• _EXERCISE DIRECTIONS_
Reproduce the data below, substituting "single point" for each occurrence of "keypoint" and changing nothing else. Omit the pictures from your version.

-- START OF SUPPLIED MATERIAL --

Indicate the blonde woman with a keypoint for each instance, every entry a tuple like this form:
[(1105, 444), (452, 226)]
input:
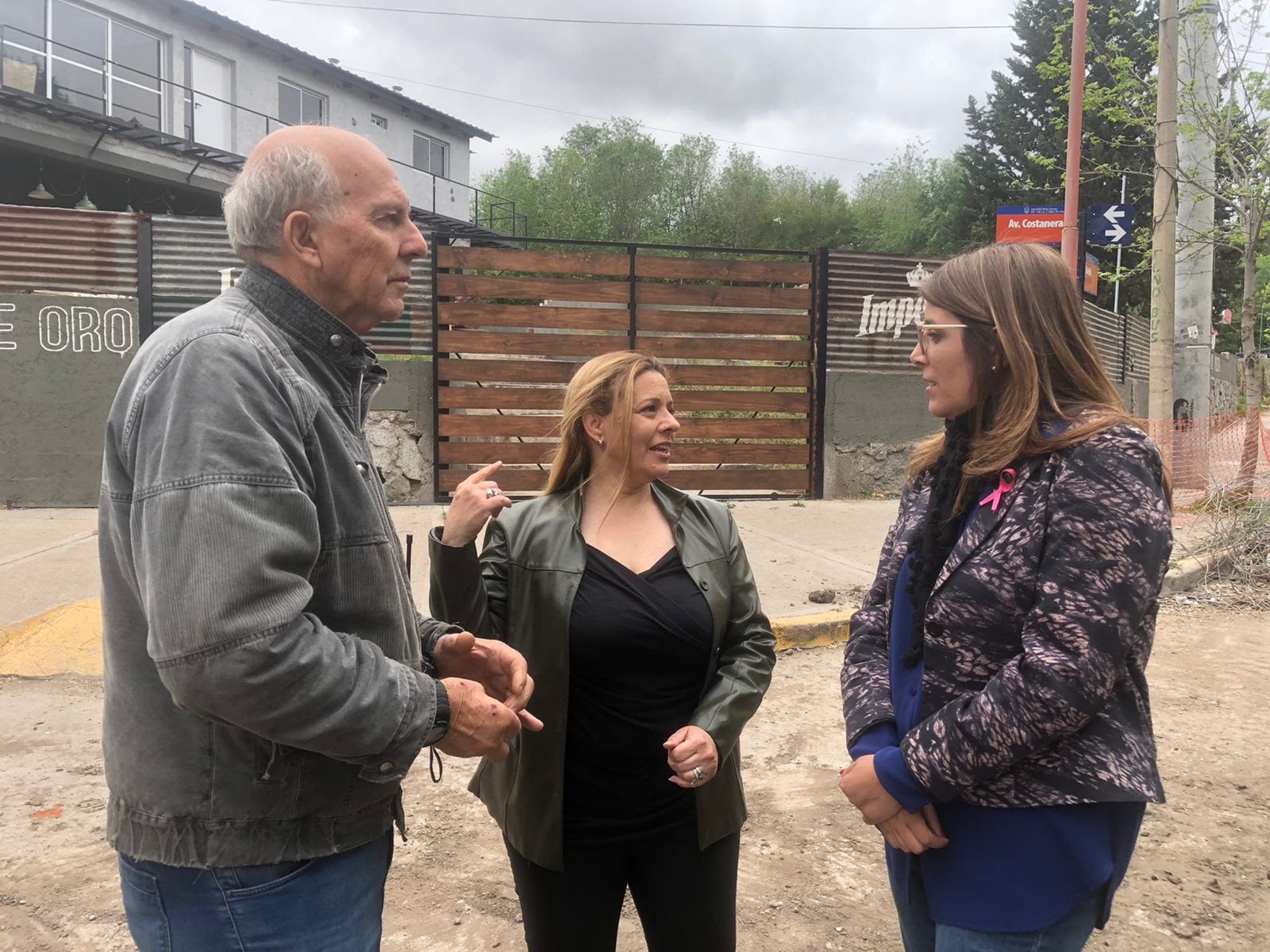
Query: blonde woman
[(994, 687), (637, 611)]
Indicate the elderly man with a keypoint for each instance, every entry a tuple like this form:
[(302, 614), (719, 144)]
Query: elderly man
[(268, 681)]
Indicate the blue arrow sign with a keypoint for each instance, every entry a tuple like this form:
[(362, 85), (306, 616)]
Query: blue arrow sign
[(1110, 225)]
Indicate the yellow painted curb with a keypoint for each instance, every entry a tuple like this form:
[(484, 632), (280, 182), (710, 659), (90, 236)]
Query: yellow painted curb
[(65, 640), (812, 630)]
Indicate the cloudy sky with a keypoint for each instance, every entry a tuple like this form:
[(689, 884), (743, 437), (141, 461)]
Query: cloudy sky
[(851, 98)]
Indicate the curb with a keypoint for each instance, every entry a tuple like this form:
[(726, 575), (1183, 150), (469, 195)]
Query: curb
[(812, 630), (1191, 571)]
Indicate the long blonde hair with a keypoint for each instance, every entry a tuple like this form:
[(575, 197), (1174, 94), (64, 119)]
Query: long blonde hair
[(601, 386), (1026, 317)]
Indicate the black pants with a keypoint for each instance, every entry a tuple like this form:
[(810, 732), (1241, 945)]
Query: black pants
[(686, 896)]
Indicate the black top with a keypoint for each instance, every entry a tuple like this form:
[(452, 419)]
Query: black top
[(639, 651)]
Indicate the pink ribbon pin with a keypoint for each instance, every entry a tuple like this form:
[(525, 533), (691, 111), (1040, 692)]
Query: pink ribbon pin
[(1007, 482)]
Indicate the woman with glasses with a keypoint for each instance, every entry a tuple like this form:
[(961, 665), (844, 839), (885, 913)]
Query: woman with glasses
[(994, 685)]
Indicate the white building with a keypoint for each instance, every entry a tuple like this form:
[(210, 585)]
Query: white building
[(152, 105)]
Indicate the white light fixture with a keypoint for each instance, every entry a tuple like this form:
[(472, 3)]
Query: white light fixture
[(40, 192)]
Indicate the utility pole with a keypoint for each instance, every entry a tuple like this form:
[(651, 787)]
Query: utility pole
[(1075, 126), (1119, 251), (1164, 234), (1193, 321)]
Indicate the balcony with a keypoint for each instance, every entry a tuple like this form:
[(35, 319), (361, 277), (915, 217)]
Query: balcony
[(46, 78)]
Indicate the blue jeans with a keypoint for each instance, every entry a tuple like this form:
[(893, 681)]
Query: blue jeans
[(924, 935), (333, 904)]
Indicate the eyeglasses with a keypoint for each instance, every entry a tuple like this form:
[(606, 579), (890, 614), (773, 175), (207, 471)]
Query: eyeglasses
[(924, 342)]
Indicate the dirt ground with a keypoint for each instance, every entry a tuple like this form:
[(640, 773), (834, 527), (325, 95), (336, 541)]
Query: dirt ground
[(812, 875)]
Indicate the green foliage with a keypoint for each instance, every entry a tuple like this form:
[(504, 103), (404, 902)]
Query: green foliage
[(615, 183), (1018, 136)]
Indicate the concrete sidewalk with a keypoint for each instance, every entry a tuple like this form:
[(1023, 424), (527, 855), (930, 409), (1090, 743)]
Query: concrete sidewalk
[(50, 615)]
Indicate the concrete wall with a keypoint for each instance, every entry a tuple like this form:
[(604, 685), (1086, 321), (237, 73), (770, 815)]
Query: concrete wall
[(400, 432), (872, 422), (63, 359)]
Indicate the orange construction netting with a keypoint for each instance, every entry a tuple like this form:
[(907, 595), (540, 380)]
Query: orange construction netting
[(1214, 454)]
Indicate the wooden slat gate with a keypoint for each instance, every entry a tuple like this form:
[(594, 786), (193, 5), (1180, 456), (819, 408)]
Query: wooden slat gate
[(737, 330)]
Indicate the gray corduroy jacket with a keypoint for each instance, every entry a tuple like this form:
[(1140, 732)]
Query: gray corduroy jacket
[(266, 685)]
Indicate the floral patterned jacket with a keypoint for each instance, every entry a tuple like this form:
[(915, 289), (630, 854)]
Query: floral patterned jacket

-- END OF SUPPLIED MATERIAL --

• _WORKED SOLUTION_
Indicate the blonde woman with a single point for each instance, every entry a tuple like this form:
[(1105, 444), (452, 226)]
input:
Query: blonde woman
[(994, 687), (637, 611)]
Indicate the elderly man with a single point for each instance, every entry a tuple like this form:
[(302, 614), (719, 144)]
Query: elderly man
[(268, 681)]
Indicate the blue arrow sign with a single point for each instance, every entry a tuple like this form:
[(362, 85), (306, 616)]
Query: blue arrow sign
[(1110, 225)]
Indicate the yellow painted curb with a single point for each instance, every entry a tuple like this form:
[(484, 632), (280, 182), (710, 659), (90, 236)]
Query: yellow painted curb
[(65, 640), (812, 630)]
Indicate the cloudy sky with a single point for each instance, every entry a tuple like this form:
[(689, 884), (743, 437), (141, 461)]
Query: cloudy sky
[(851, 98)]
Indicate the curb with a single point for each instance, every entry a tuple like this form:
[(726, 575), (1183, 150), (469, 195)]
Query: curb
[(812, 630), (1191, 571)]
Indicate the long blonde hair with a single point for each instance, every entry a tuple like this form:
[(575, 197), (1174, 94), (64, 119)]
Query: long blonde hair
[(601, 386), (1026, 317)]
Indicate the black pants with a single point for each instance, every entry a tuple like this form:
[(810, 732), (1241, 945)]
Query: black pants
[(686, 896)]
Indicate the black top with a single point for each instance, every entry a tuple like this form:
[(452, 419)]
Query: black top
[(639, 651)]
Indicate the pink ribbon pin with a single point for each instance, every entry a tuple like this form:
[(525, 533), (691, 111), (1040, 692)]
Query: pink ribbon pin
[(1007, 482)]
Indicate the woman with glasses with a single point for each instance, every entry a tuple like this form:
[(961, 665), (844, 839), (885, 913)]
Query: woman with glasses
[(994, 685)]
Indicate the white building with a single point for each instance, every entry a tuple like this form:
[(210, 585)]
Query: white building
[(152, 105)]
Indicate the white light fixture with a single point for each instance, every entry a tuple like this form:
[(472, 3)]
Query: white light fixture
[(40, 192)]
Indicate the utility pole with a single point for each instance, every entry a tuple like this form:
[(651, 787)]
Query: utility pole
[(1075, 126), (1119, 251), (1164, 234), (1193, 321)]
Indicate the balcony with a single point for each instance, every entry a tuple like this form:
[(35, 319), (361, 277), (915, 217)]
Query: balcony
[(46, 78)]
Indicate the blue jeans with a single point for each instance, every entry a tuple like this form:
[(893, 681)]
Query: blue jeans
[(924, 935), (333, 904)]
Indicate the eyeglasses with a single point for each instance, every entry a tuple like this form:
[(606, 579), (890, 614), (773, 175), (207, 471)]
Query: eyeglasses
[(924, 342)]
Indicate the dirt ground with a single point for each instance, every entry a tuple like this form:
[(640, 773), (834, 527), (325, 95), (336, 541)]
Query: dirt ground
[(812, 875)]
Indicate the green foliage with a single point for each instance, every entry a tuple like this form:
[(504, 103), (404, 902)]
Query: green foliage
[(615, 183), (1018, 136)]
Indicate the concrete sidewalk with a single point for each instance, every entry a tuple like this form:
[(1023, 424), (527, 855), (930, 409), (1090, 743)]
Query: concrete sidewalk
[(50, 615)]
Indicate the concrete wall with a single point for each instance, every entry a tuple like this form:
[(604, 685), (1086, 321), (237, 73), (770, 815)]
Query: concrete wall
[(400, 432), (872, 422), (63, 359)]
Indicate the orange construction netting with a single point for each instance, every entry a tuple like this form:
[(907, 595), (540, 380)]
Query: orange construction netting
[(1214, 454)]
Indicate the wooden slat gate with a single point for each instance, every entry a tuple like this form:
[(594, 786), (193, 5), (1180, 456), (819, 408)]
Query: wooden slat gate
[(737, 330)]
Indicate the gray corduroy jacket with a single point for each instance, every entry a tuple like this form:
[(1140, 732)]
Query: gray corduroy jacket
[(266, 685)]
Indicate the floral patterned jacket with a single point for each instance, every entry a tuple like this form:
[(915, 289), (630, 854)]
Query: floral patterned jacket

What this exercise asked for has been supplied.